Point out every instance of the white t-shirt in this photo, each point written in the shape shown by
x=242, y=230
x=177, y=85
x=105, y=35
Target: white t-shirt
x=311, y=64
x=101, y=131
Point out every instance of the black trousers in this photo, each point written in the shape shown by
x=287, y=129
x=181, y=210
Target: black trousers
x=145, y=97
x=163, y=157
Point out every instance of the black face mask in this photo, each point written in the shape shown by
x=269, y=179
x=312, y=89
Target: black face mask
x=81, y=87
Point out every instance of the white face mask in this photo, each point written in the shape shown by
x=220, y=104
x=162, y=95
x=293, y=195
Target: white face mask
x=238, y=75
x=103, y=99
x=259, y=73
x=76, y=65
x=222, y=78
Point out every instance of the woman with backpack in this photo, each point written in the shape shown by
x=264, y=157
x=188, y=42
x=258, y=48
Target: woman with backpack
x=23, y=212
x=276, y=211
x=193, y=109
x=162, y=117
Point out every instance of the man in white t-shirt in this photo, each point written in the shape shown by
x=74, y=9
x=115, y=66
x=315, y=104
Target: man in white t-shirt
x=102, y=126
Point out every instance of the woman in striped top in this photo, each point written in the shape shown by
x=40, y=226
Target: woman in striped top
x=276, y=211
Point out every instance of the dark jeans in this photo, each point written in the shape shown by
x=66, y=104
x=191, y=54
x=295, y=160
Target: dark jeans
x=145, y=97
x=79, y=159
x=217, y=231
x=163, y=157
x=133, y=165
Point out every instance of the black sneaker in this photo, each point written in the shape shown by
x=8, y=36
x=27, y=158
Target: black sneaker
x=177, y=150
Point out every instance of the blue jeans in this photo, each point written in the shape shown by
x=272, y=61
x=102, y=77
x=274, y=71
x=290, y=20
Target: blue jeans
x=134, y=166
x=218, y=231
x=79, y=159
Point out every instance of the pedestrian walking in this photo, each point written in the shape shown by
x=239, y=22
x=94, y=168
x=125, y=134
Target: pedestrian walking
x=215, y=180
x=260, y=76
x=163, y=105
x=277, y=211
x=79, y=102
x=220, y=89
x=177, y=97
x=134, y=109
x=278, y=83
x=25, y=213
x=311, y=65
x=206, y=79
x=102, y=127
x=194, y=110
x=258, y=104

:::

◆ Exercise instructions ◆
The lines from the first of the entries through the line holding "Point out every instance of the black face" are to be restated word for word, and no others.

◆ Exercise result ◆
Point out every instance of the white t-shirt in this photo, each point written in the shape shown by
x=242, y=230
x=177, y=85
x=105, y=35
Target: white t-shirt
x=311, y=64
x=101, y=131
Point out every instance of the black trousers in this photo, each point written in the shape shown by
x=287, y=129
x=181, y=210
Target: black trousers
x=145, y=97
x=163, y=157
Point out every instance of the black face mask in this photo, each point written in the shape shown by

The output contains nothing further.